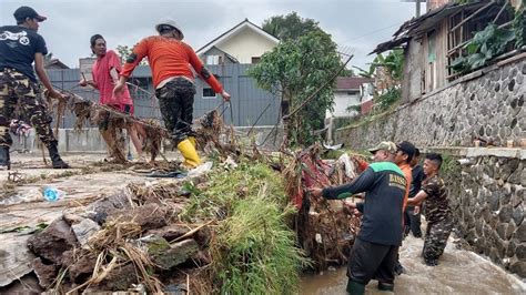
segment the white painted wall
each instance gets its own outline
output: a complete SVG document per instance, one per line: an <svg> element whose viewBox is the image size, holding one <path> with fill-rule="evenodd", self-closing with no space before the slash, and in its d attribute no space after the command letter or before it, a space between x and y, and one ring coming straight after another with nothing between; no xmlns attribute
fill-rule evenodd
<svg viewBox="0 0 526 295"><path fill-rule="evenodd" d="M253 57L261 57L263 53L271 51L275 45L276 43L260 33L244 28L232 38L215 47L236 58L240 63L252 63Z"/></svg>
<svg viewBox="0 0 526 295"><path fill-rule="evenodd" d="M346 109L351 105L360 104L360 93L355 95L348 95L347 92L335 92L334 93L334 111L327 111L326 118L331 116L350 116L357 114L357 112L347 112Z"/></svg>

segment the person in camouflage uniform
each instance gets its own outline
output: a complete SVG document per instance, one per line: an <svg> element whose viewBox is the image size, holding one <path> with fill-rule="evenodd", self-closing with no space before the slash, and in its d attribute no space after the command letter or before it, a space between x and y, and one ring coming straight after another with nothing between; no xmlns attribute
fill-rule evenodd
<svg viewBox="0 0 526 295"><path fill-rule="evenodd" d="M51 116L40 95L32 68L53 99L63 98L57 92L43 68L43 55L48 53L45 41L37 33L39 22L45 17L30 7L20 7L13 13L17 26L0 27L0 167L11 167L9 134L11 119L22 119L36 129L45 144L54 169L67 169L58 152L58 142L51 130Z"/></svg>
<svg viewBox="0 0 526 295"><path fill-rule="evenodd" d="M422 183L422 190L407 202L407 204L417 205L425 201L427 230L422 256L425 264L429 266L438 264L438 258L444 253L447 238L453 230L453 213L449 207L446 185L438 175L441 165L442 156L439 154L432 153L425 157L426 179Z"/></svg>

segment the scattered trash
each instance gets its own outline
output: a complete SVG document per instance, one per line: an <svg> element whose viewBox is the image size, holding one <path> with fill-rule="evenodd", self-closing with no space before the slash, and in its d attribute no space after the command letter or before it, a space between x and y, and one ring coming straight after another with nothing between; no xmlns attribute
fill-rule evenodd
<svg viewBox="0 0 526 295"><path fill-rule="evenodd" d="M201 165L190 170L188 176L191 177L191 179L201 176L204 173L206 173L208 171L210 171L213 165L214 165L213 162L206 162L204 164L201 164Z"/></svg>

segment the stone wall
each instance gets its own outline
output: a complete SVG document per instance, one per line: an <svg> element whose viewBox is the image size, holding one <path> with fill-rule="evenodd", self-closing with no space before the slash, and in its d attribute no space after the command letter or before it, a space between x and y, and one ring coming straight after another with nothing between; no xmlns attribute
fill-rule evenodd
<svg viewBox="0 0 526 295"><path fill-rule="evenodd" d="M526 139L526 53L479 70L375 120L335 131L335 143L366 149L380 141L472 146L477 136L505 145Z"/></svg>
<svg viewBox="0 0 526 295"><path fill-rule="evenodd" d="M526 153L518 157L463 156L462 166L451 169L449 165L443 172L455 212L457 236L476 253L522 277L526 277L524 155Z"/></svg>
<svg viewBox="0 0 526 295"><path fill-rule="evenodd" d="M526 277L526 53L476 71L409 104L335 131L355 150L408 140L462 160L445 169L456 231L475 252ZM471 148L476 138L497 148ZM514 149L505 149L513 141ZM451 161L456 163L456 161ZM455 165L449 165L455 166Z"/></svg>

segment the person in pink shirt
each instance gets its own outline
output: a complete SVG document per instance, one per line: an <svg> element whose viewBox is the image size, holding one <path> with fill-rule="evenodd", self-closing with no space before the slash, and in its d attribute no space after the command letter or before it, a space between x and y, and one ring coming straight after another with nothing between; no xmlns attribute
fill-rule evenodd
<svg viewBox="0 0 526 295"><path fill-rule="evenodd" d="M99 90L100 99L99 102L104 105L109 105L115 110L119 110L127 114L133 114L133 101L130 95L128 88L119 94L113 94L113 88L119 81L119 72L121 71L121 60L113 50L107 50L105 40L100 34L94 34L90 39L91 51L97 55L97 61L93 63L92 75L93 80L82 79L80 85L91 85ZM105 132L109 124L109 113L99 124L102 138L109 146L112 141L115 140L114 135ZM139 154L139 159L142 157L142 142L139 139L138 130L133 124L127 124L128 134L130 134L133 145ZM111 151L113 153L113 151ZM115 156L112 154L112 156Z"/></svg>

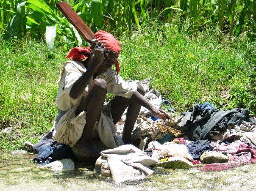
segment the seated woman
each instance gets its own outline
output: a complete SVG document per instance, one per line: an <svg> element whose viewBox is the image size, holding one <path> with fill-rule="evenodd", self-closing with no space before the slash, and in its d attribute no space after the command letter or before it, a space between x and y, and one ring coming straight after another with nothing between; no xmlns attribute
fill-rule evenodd
<svg viewBox="0 0 256 191"><path fill-rule="evenodd" d="M53 138L72 147L80 158L79 155L97 157L103 149L122 144L121 141L117 145L115 125L127 107L122 136L125 144L131 143L131 134L142 106L162 119L164 125L171 118L144 98L141 86L127 83L118 74L117 58L121 52L118 41L101 30L95 36L90 47L70 50L66 57L72 60L64 63L58 81L58 114ZM113 65L116 71L111 68ZM116 96L104 105L107 93ZM105 148L96 143L96 137L99 137Z"/></svg>

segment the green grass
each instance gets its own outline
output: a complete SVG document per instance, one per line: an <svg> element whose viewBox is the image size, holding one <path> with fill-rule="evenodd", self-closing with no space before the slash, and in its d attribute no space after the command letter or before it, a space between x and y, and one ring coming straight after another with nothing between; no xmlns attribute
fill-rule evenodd
<svg viewBox="0 0 256 191"><path fill-rule="evenodd" d="M255 115L250 77L255 74L251 60L255 60L255 44L225 36L220 43L214 31L193 38L173 26L162 27L154 24L153 30L144 27L119 38L120 74L125 80L151 76L150 87L172 103L176 112L173 116L206 101L217 109L244 107ZM27 141L36 144L52 127L56 82L66 49L60 45L50 51L31 41L0 41L0 131L12 128L9 134L0 134L0 150L20 149Z"/></svg>

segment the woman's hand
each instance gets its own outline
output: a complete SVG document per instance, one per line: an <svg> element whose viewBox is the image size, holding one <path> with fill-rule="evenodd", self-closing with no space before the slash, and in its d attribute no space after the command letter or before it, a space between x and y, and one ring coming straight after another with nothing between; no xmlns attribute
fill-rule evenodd
<svg viewBox="0 0 256 191"><path fill-rule="evenodd" d="M167 112L163 109L156 109L156 110L153 112L153 114L157 117L163 120L164 121L163 122L163 126L165 126L168 121L170 120L172 118L171 116L170 116L170 115Z"/></svg>
<svg viewBox="0 0 256 191"><path fill-rule="evenodd" d="M96 38L91 41L92 61L101 64L104 59L104 52L106 50L103 44Z"/></svg>

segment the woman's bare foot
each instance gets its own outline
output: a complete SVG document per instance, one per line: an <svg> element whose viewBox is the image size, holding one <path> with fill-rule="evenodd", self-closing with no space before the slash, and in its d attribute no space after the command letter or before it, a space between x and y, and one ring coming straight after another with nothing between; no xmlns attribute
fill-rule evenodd
<svg viewBox="0 0 256 191"><path fill-rule="evenodd" d="M100 139L89 140L79 140L72 147L75 156L81 161L88 158L97 158L100 156L100 152L107 149Z"/></svg>

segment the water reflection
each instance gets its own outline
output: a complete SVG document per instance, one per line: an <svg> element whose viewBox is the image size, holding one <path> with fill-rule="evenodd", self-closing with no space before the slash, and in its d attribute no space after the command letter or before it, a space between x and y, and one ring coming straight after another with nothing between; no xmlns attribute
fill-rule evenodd
<svg viewBox="0 0 256 191"><path fill-rule="evenodd" d="M33 154L0 153L0 190L256 190L256 164L204 172L154 168L147 180L114 183L96 177L93 165L76 164L75 169L53 172L33 163Z"/></svg>

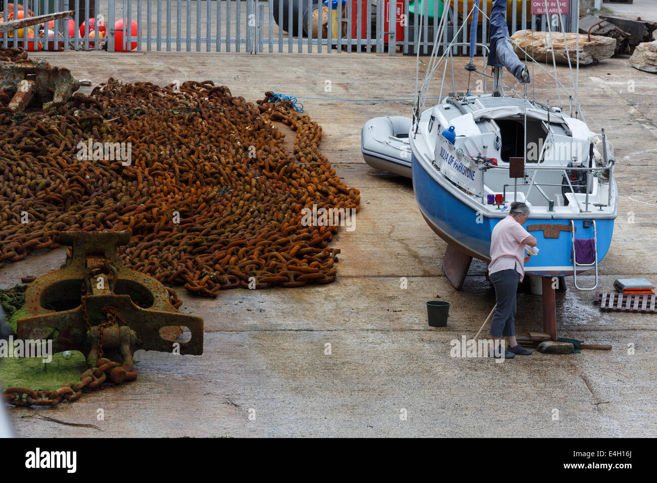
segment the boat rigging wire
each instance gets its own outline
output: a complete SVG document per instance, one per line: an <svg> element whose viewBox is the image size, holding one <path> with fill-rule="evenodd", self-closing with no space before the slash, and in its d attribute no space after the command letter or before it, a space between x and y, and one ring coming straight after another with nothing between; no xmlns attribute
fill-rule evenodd
<svg viewBox="0 0 657 483"><path fill-rule="evenodd" d="M555 66L555 80L556 80L556 59L555 57L555 43L552 38L552 20L550 18L550 15L549 14L549 10L547 9L547 0L545 0L545 17L547 20L546 23L547 24L547 32L550 34L550 44L552 47L551 50L552 51L552 63ZM558 1L556 2L558 4ZM560 8L559 11L561 11ZM546 63L547 61L547 56L545 56ZM559 99L559 108L563 110L563 105L561 104L561 94L559 93L559 84L556 82L555 83L555 87L556 89L556 97Z"/></svg>

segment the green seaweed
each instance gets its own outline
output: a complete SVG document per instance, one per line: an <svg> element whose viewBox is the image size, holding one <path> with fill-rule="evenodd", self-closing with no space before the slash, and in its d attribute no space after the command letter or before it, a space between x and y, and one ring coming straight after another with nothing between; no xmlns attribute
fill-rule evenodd
<svg viewBox="0 0 657 483"><path fill-rule="evenodd" d="M87 369L87 359L78 351L72 351L70 359L64 359L61 352L53 354L47 363L42 357L2 357L0 383L5 388L51 391L66 382L77 382Z"/></svg>
<svg viewBox="0 0 657 483"><path fill-rule="evenodd" d="M0 290L0 304L9 318L25 304L27 285L16 285L11 288Z"/></svg>

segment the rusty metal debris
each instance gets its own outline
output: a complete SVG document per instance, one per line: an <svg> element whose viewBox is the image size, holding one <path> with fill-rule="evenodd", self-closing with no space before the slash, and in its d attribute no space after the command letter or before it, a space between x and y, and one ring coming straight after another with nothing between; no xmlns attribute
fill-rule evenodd
<svg viewBox="0 0 657 483"><path fill-rule="evenodd" d="M139 349L202 354L203 320L179 313L173 290L120 263L117 244L129 239L127 231L60 235L60 242L72 246L70 256L63 268L28 287L28 315L18 319L18 336L51 340L54 352L79 350L90 369L79 382L54 391L9 388L7 402L54 406L76 400L83 388L100 388L108 378L114 384L133 380L133 354ZM183 327L191 333L187 342L179 336Z"/></svg>
<svg viewBox="0 0 657 483"><path fill-rule="evenodd" d="M53 103L66 101L79 88L79 83L64 67L45 60L28 59L20 47L0 47L0 100L13 98L5 110L16 113L28 104L47 109ZM4 96L3 95L4 94Z"/></svg>
<svg viewBox="0 0 657 483"><path fill-rule="evenodd" d="M270 95L110 79L30 116L0 109L0 263L57 248L60 231L129 229L127 267L202 296L334 281L339 227L302 210L357 210L359 191L321 154L321 127ZM275 122L296 131L293 152ZM129 143L131 160L79 159L89 140Z"/></svg>

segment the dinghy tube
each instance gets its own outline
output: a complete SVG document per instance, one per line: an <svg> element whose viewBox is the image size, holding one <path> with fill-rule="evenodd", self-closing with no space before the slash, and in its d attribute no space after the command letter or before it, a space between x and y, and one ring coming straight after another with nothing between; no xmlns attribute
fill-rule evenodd
<svg viewBox="0 0 657 483"><path fill-rule="evenodd" d="M361 131L361 150L365 162L377 170L411 177L409 131L413 121L401 116L371 119Z"/></svg>

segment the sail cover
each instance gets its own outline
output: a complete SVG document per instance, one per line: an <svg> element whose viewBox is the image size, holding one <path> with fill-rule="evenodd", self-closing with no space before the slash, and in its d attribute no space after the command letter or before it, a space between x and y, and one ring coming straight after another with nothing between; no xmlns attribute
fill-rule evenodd
<svg viewBox="0 0 657 483"><path fill-rule="evenodd" d="M505 18L506 12L507 0L493 0L489 22L491 26L491 37L488 65L504 66L518 81L528 83L529 71L516 55L516 53L513 51L513 46L511 45L509 28Z"/></svg>

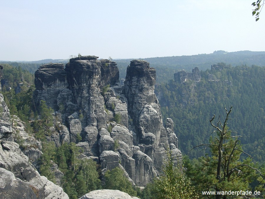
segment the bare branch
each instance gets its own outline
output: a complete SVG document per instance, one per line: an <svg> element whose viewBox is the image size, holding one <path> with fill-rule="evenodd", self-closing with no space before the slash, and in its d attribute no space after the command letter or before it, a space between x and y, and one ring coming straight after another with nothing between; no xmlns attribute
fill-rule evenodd
<svg viewBox="0 0 265 199"><path fill-rule="evenodd" d="M236 149L236 150L237 150L237 151L241 151L241 152L242 152L243 153L244 153L245 154L246 154L246 155L248 155L249 157L253 159L253 157L251 157L251 155L249 155L249 154L248 154L248 153L246 153L244 151L242 151L242 150L241 150L240 149Z"/></svg>
<svg viewBox="0 0 265 199"><path fill-rule="evenodd" d="M227 138L228 137L243 137L243 136L242 136L241 135L236 135L235 136L233 136L231 135L229 136L227 136L225 137L226 138Z"/></svg>
<svg viewBox="0 0 265 199"><path fill-rule="evenodd" d="M211 125L212 126L213 126L216 129L217 129L217 130L218 130L218 131L219 131L220 132L222 133L222 131L220 129L220 128L219 127L218 127L218 124L217 125L217 126L216 126L215 125L214 125L213 124L213 121L214 119L214 118L215 118L215 115L214 115L213 116L212 118L212 119L210 119L210 122L211 122ZM217 124L218 124L218 123L218 123Z"/></svg>
<svg viewBox="0 0 265 199"><path fill-rule="evenodd" d="M253 170L255 170L257 172L259 173L260 174L260 175L261 176L262 176L262 177L264 177L264 175L263 175L263 174L262 174L261 173L261 172L260 172L259 170L258 169L256 169L256 168L255 168L254 167L252 167L248 165L239 165L236 166L235 168L234 168L233 169L236 169L237 168L238 168L239 167L249 167L249 168L251 168L251 169L253 169Z"/></svg>

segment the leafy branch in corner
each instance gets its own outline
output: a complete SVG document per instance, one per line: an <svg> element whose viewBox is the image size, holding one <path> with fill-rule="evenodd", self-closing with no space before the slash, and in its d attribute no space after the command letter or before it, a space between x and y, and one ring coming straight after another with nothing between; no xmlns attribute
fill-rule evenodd
<svg viewBox="0 0 265 199"><path fill-rule="evenodd" d="M257 1L254 1L252 3L251 5L254 7L255 9L252 10L252 16L255 16L256 21L259 19L259 14L262 9L264 5L264 0L257 0Z"/></svg>

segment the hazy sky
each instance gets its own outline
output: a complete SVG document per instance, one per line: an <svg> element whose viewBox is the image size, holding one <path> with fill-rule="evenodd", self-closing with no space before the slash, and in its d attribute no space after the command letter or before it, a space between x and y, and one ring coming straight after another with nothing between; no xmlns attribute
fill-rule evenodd
<svg viewBox="0 0 265 199"><path fill-rule="evenodd" d="M254 1L1 1L0 60L264 51Z"/></svg>

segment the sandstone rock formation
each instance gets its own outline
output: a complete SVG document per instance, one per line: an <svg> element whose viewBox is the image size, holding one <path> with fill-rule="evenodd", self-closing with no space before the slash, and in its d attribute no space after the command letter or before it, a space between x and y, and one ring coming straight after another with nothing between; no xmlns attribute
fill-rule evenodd
<svg viewBox="0 0 265 199"><path fill-rule="evenodd" d="M64 69L58 64L40 67L35 103L46 101L67 127L60 129L57 143L64 135L82 148L83 157L97 157L103 170L119 166L132 184L145 186L159 174L167 149L181 161L173 121L163 124L154 92L155 70L132 60L121 87L116 63L97 58L71 59Z"/></svg>
<svg viewBox="0 0 265 199"><path fill-rule="evenodd" d="M35 153L31 151L30 147L28 149L29 157L34 159L41 153L39 143L25 133L21 121L17 118L15 118L18 123L16 128L12 129L14 126L10 123L9 110L1 94L0 101L3 111L0 120L0 198L69 198L62 189L40 175L29 162L29 158L21 150L18 144L6 141L10 138L13 140L11 135L15 129L23 137L26 145L37 146Z"/></svg>
<svg viewBox="0 0 265 199"><path fill-rule="evenodd" d="M186 72L185 70L182 70L174 74L175 81L178 83L185 82L188 80L199 82L201 81L201 78L200 70L197 67L192 69L192 72L191 73Z"/></svg>
<svg viewBox="0 0 265 199"><path fill-rule="evenodd" d="M139 199L119 190L102 189L91 191L79 199Z"/></svg>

━━━━━━━━━━

What to do: Please pick out each line in the records above that contains the word "bare" and copy those lines unchanged.

Solution to this exercise:
segment the woman's bare foot
segment the bare branch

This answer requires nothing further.